───── Information provided ─────

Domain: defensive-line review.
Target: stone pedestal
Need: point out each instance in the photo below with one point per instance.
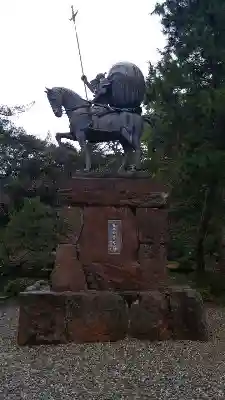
(122, 241)
(110, 279)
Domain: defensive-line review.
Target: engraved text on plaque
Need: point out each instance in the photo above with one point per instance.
(114, 236)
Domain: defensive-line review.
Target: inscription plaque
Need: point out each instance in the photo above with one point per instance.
(114, 236)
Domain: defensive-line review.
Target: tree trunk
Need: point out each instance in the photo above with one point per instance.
(207, 211)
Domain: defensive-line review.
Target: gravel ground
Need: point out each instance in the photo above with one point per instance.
(125, 370)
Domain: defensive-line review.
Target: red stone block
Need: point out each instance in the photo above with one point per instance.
(136, 191)
(153, 251)
(96, 317)
(187, 314)
(42, 319)
(94, 243)
(72, 218)
(68, 273)
(119, 278)
(152, 225)
(149, 317)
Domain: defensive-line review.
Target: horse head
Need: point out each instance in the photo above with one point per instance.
(54, 96)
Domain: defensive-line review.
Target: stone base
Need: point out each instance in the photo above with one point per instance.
(92, 316)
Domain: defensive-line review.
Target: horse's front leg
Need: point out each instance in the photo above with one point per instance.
(85, 149)
(60, 136)
(126, 157)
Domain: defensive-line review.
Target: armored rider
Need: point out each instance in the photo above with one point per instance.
(100, 87)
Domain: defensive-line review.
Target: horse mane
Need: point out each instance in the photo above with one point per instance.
(74, 96)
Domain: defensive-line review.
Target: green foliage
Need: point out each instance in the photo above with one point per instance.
(15, 286)
(31, 235)
(186, 101)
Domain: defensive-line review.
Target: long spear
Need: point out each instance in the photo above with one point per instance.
(73, 18)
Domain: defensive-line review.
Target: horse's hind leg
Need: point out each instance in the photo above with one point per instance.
(127, 151)
(85, 150)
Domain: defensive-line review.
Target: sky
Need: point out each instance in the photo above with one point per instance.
(38, 49)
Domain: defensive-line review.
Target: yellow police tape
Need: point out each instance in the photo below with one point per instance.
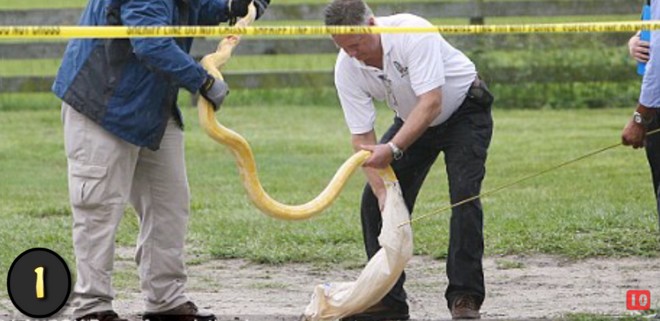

─────

§ Problem description: Locate each line in the entries above that contains the string "horse" and copy those lines out in order.

§ Exercise output:
Target: horse head
Target: horse's front leg
Target: horse mane
Target: horse's hind leg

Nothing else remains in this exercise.